- **What is being asked**
In the passage below about the song "Water Boy," which old German tune is the first melody of the refrain similar to?

(Given passage)

Numerous artists have written and/or recorded their own versions of this African-American traditional song, including Jacques Wolfe, a Romanian immigrant, and Avery Robinson who popularized "Water Boy" as a jazz song in the 1920s. From 1949 onwards, many blues and folk artists have performed their own arrangements of it.

The opening call to the "water boy" has been said to bear a resemblance to melodies found in classical works by Cui, Tchaikovsky, and Liszt, as well as a Jewish marriage song and a Native American tune. The first melody of the subsequent refrain is similar to the old German tune "Mendebras," used for the hymn "Oh Day of Rest and Gladness."

==Versions==
- Roland Hayes (1922): Arranged by Avery Robinson; see sheet music for the song.
- Fats Waller - Fats Waller in London (1922), 1938 (1938). "Waterboy" was recorded by several other jazz singers around this time, including Earl Hines and John Payne.

(End Given passage)
(Data under study)

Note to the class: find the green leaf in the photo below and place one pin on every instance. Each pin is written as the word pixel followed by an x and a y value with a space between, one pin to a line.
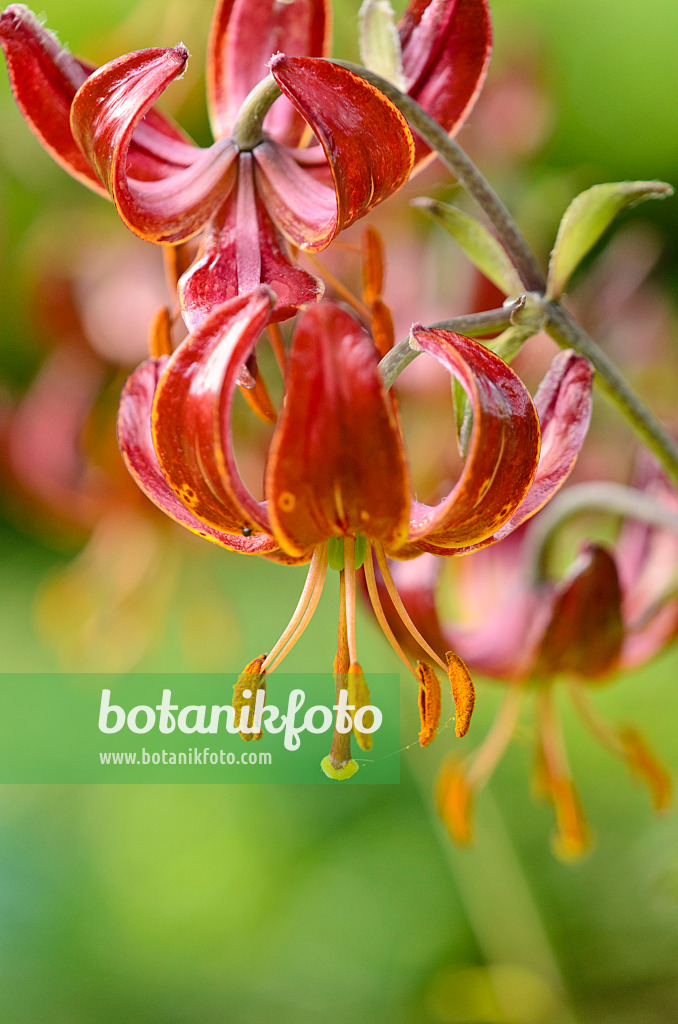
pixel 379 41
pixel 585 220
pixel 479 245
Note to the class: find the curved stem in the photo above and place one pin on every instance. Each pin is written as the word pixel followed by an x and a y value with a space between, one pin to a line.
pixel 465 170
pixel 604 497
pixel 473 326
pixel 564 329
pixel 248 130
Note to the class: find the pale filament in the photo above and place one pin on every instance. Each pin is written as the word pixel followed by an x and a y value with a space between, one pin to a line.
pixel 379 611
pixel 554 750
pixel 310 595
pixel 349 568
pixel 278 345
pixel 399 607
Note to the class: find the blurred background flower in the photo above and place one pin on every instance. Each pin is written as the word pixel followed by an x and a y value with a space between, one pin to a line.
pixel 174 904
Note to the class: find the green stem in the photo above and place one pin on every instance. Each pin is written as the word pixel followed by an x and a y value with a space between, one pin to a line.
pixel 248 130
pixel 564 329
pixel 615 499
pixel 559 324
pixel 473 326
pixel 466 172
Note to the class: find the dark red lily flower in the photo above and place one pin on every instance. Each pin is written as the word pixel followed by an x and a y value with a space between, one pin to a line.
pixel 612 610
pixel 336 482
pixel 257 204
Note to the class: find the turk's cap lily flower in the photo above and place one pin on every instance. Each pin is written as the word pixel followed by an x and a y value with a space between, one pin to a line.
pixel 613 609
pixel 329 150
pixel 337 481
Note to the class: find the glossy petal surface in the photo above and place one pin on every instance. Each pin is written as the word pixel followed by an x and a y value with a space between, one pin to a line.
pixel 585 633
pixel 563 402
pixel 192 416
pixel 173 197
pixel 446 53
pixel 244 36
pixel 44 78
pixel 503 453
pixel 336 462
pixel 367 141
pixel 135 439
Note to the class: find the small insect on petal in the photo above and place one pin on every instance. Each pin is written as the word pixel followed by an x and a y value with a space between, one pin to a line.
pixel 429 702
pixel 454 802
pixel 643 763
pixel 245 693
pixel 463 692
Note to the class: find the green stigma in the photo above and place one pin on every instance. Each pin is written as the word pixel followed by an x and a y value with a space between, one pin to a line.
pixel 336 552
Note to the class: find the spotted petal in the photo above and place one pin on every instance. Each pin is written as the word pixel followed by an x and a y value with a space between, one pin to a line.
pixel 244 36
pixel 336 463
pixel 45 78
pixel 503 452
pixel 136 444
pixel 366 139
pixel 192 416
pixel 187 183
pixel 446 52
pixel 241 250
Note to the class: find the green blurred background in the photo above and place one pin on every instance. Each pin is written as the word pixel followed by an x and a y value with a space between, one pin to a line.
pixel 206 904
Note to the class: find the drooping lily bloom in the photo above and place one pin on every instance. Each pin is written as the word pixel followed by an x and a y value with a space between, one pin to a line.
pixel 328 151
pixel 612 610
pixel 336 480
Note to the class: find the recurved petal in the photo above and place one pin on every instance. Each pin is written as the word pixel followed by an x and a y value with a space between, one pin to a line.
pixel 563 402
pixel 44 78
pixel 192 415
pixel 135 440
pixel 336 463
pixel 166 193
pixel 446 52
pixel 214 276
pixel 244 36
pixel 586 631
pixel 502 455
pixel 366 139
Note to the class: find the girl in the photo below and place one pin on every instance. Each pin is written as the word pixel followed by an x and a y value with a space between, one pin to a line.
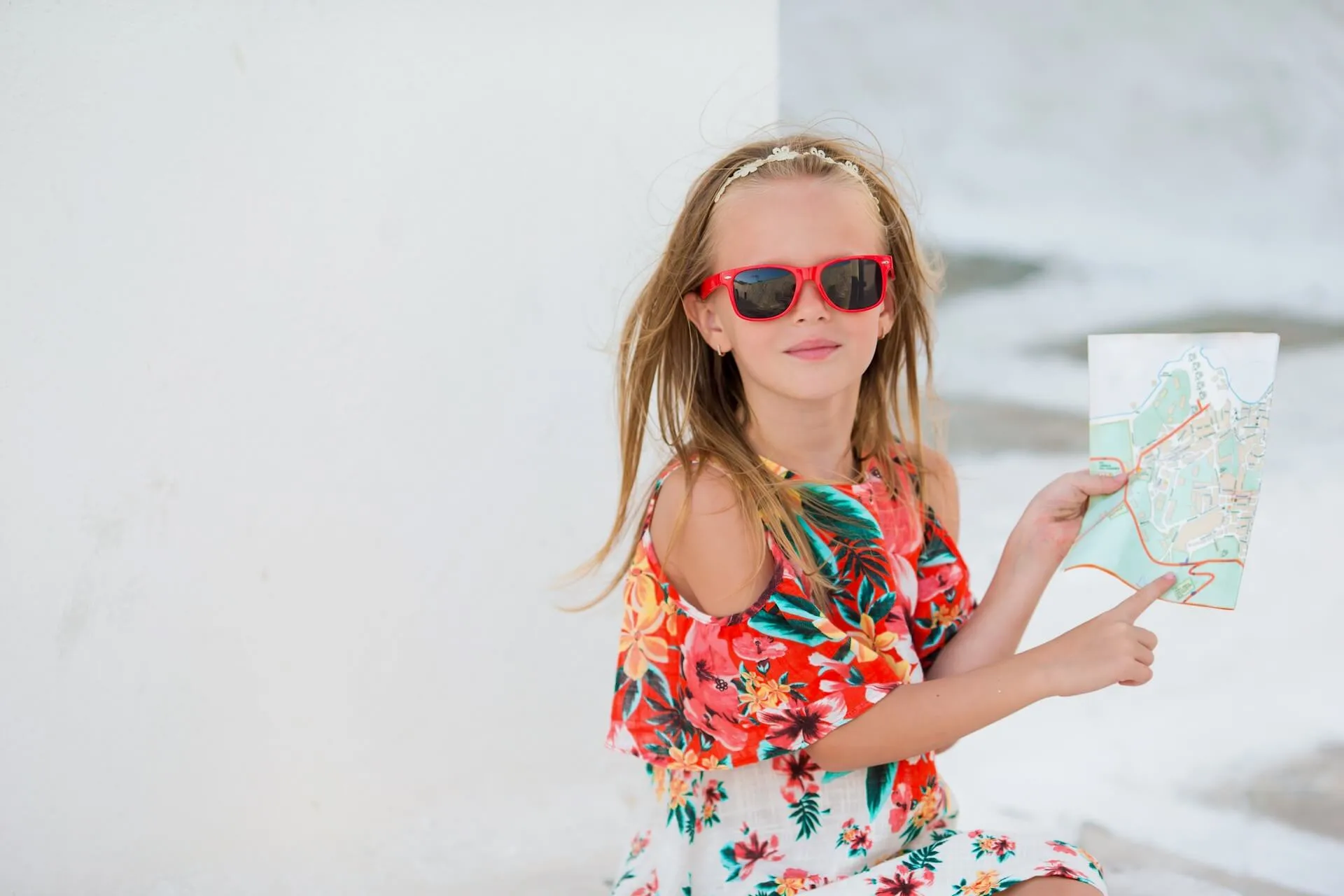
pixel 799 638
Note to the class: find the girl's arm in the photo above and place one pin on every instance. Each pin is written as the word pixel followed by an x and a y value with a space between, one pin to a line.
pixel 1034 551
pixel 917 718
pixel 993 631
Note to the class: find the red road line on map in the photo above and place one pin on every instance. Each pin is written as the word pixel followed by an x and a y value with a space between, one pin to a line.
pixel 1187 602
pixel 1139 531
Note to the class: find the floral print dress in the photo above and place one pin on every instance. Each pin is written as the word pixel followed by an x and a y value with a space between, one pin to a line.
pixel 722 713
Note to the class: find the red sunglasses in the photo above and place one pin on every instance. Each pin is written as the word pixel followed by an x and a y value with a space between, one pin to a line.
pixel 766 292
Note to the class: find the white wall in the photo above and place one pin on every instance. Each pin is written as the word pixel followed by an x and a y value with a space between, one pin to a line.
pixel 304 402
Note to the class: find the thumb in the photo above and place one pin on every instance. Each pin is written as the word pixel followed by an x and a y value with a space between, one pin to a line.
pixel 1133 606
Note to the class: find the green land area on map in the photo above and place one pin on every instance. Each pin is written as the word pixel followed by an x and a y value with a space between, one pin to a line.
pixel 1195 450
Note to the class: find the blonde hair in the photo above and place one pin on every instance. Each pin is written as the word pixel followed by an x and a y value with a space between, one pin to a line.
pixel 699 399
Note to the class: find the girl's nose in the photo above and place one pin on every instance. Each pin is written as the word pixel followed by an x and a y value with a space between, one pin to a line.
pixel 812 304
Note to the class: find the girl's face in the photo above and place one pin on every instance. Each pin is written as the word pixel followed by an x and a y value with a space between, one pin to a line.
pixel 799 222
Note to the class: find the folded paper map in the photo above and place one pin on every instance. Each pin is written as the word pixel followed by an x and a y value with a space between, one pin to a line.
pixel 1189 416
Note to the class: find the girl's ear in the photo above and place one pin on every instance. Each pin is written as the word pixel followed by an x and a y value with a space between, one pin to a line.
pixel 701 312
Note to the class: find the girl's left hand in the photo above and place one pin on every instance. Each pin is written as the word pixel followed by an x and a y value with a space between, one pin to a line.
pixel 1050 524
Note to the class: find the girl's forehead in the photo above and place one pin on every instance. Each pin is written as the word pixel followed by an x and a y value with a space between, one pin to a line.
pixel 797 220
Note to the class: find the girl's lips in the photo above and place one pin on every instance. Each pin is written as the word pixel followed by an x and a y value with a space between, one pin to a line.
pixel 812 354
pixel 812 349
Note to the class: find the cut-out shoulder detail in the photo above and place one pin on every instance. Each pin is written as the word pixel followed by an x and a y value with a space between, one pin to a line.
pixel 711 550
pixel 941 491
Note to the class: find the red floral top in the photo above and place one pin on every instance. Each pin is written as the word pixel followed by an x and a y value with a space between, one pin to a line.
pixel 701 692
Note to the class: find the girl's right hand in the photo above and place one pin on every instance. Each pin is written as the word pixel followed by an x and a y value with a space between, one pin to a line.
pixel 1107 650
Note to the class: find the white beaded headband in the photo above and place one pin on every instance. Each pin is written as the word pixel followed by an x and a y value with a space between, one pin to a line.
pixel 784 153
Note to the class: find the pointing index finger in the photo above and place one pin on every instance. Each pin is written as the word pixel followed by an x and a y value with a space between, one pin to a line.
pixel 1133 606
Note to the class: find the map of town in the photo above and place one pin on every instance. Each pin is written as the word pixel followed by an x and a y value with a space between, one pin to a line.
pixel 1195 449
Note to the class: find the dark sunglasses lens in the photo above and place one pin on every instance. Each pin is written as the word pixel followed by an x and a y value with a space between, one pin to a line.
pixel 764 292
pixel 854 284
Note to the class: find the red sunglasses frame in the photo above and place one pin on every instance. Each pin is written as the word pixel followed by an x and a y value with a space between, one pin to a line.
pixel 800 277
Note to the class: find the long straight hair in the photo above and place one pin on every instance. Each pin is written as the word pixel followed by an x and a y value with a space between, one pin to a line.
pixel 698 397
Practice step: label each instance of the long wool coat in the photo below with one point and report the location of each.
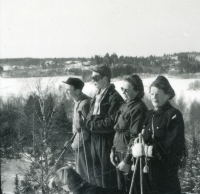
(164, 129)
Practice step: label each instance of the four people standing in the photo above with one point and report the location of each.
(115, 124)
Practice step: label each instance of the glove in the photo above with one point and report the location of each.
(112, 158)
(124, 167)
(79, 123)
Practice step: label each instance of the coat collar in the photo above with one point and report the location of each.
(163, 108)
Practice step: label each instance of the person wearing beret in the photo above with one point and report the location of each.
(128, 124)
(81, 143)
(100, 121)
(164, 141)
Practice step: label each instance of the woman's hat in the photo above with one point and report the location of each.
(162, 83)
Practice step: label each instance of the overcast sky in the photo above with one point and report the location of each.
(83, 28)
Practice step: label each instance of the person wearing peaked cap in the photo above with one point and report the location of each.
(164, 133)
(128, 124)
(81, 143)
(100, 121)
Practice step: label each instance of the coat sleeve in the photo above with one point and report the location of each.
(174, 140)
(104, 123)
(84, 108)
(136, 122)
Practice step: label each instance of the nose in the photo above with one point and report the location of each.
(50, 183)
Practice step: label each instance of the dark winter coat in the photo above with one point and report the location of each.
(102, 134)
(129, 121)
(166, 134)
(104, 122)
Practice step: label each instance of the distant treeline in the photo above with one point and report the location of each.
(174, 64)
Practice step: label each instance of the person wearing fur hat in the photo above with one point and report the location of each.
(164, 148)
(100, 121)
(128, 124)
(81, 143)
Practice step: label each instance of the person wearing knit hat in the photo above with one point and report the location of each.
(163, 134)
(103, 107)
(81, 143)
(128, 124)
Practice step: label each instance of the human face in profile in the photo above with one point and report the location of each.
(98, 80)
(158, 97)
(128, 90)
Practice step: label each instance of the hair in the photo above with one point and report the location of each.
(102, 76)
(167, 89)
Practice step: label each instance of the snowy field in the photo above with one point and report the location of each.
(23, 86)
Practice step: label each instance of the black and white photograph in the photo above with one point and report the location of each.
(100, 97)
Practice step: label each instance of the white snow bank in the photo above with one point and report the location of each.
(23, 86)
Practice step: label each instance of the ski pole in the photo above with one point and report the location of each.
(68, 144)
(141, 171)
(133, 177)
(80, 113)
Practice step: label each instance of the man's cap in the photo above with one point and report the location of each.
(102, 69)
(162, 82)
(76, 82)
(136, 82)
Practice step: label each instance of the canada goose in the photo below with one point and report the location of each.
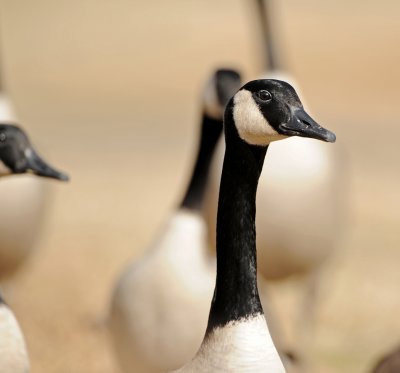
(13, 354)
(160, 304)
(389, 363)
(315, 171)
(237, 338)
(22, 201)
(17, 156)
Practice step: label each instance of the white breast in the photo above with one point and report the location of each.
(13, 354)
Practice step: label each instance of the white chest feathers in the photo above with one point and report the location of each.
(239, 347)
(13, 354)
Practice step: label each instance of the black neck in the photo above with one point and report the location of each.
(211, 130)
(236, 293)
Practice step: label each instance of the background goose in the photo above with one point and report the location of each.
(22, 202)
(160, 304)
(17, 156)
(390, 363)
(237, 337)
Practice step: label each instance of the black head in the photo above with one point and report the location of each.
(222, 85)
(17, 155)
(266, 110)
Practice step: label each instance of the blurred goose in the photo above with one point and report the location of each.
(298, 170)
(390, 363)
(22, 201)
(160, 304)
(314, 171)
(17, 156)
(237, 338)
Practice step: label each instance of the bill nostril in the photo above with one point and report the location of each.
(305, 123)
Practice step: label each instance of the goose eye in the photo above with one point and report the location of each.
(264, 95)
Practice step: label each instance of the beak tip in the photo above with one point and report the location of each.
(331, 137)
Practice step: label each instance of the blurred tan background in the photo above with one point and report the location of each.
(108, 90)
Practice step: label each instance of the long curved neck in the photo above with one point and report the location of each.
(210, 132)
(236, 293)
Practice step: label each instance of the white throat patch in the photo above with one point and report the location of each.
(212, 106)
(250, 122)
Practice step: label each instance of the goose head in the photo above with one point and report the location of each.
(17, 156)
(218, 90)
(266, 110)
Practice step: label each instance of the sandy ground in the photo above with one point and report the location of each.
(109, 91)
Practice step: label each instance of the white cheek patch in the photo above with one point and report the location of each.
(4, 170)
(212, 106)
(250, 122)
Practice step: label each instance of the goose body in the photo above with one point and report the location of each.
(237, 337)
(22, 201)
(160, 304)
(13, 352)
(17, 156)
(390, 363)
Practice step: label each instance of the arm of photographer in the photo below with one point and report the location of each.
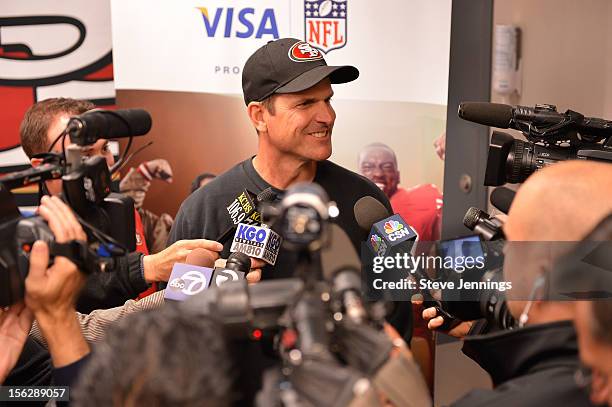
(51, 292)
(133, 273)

(End Data under study)

- **Response area**
"Mendebras"